Gefragt ist: Setze den Bericht über die 1200-Jahr-Feier von Steinhöring nach seinem letzten Satz fort.

Textauszug:

1200 Jahre Steinhöring: Im Juni gibt es eine Festwoche mit Lustbarkeiten für jedes Alter und einer historischen Ausstellung. Gezeigt werden Repliken von Urkunden sowie erstmals von Funden aus Reihengräbern.

Von Michaela Pelz, Steinhöring

Vorsichtig öffnet Hobbyhistoriker Thomas Grundmann von Holly die große Dokumentenrolle. Zwar handelt es sich um Repliken, die Originale lagern im Hauptstaatsarchiv, aber es ist der Inhalt, auf den es ankommt. Denn was dort steht, sorgt dafür, dass vom 13. bis 17. Juni ganz Steinhöring auf den Beinen sein und der Ort zum Besuchermagnet avancieren wird.

Auf dem ersten Dokument, aus den "Traditionen" des Hochstifts Freising, ist eine Schenkung vermerkt: Ein Kirchenmann namens Mahali übereignet Bischof Hitto das vom Vater ererbte "Steinheringa". Datum: 9. April 824. So gibt es den Ort also offiziell seit 1200 Jahren. Verglichen damit, nimmt sich das 150-jährige Bestehen der Freiwilligen Feuerwehr, das ebenfalls gefeiert wird, fast bescheiden aus.

Die erste urkundliche Erwähnung stammt aus dem Jahr 824. Zu finden ist sie in den 'Freisinger Traditionen'. (Foto: Peter Hinz-Rosin)

Doch bewohnt war die Gegend rund um die "Siedlung der Leute des Steinher", benannt nach einem Edlen der Bajuwaren aus der Merowingerzeit, bereits vor der ersten urkundlichen Erwähnung des Ortes. Das bezeugen Funde in Form von Waffen, Schmuck oder Geschirr aus dem Neolithikum sowie aus Bronze-, Urnenfelder- und Römerzeit.

Einen Eindruck davon verschaffen während der Festwoche ganz besonderer Exponate - oder besser deren Repliken. Unter anderem handelt es sich dabei um ein Kurzschwert, eine Gürtelgarnitur und Ohrringe. Diese Nachbildungen befinden sich derzeit in der Obhut von Hans und Beatrix Bodmeier, deren Bauvorhaben nämlich hat die Preziosen 1976 überhaupt erst ans Tageslicht befördert.

Prachtvolles Detail einer Gürtelgarnitur - das Grab stammt wohl aus dem Jahr 630 nach Christus. (Foto: Peter Hinz-Rosin)

Auszüge aus Daten zu beschrifteten Bereichen
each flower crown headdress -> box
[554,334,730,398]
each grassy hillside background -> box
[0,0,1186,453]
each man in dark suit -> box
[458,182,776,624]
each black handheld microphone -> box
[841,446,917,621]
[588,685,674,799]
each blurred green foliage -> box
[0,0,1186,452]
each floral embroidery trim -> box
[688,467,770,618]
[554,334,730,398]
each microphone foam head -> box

Antwort zur Aufgabe:
Als beim Ausschachten menschliche Knochen gefunden wurden, stoppte man umgehend die Arbeiten. Die alarmierten Fachleute legten zunächst den Bereich frei, auf dem das Haus entstehen sollte. Nur eine gute Woche habe die Verzögerung gedauert, erinnert sich Beatrix Bodmeier, dann habe man weiterbauen können. "Um den Rest des Reihengräberfelds hat man sich dann 1977 gekümmert."

Da gab es reichlich zu tun: 255 Individuen waren es am Ende, begraben schätzungsweise zwischen 650 und 630 nach Christus. Angesichts weiterer ähnlicher Bestattungsorte in der Region gilt das Reihengräberfeld als Hinweis auf eine ehemalige römische Handelsstraße, die auch später noch genutzt wurde.

Oben die Replik des Sax, wie es bei den Ausgrabungen gefunden wurde. Unten eine Nachbildung, wie das Kurzschwert tatsächlich einmal ausgesehen haben könnte. Das Grab ist auf etwa 630 nach Christus datiert. (Foto: Peter Hinz-Rosin)

Interessant sind vor allem die Grabbeigaben. In mehr als 50 der Männergräber fand man ein "Sax". Da dieses Kurzschwert praktisch jeder trug, hätten es sogar noch mehr sein können. Man denkt, dass die restlichen Waffen wohl von Grabräubern entfernt wurden.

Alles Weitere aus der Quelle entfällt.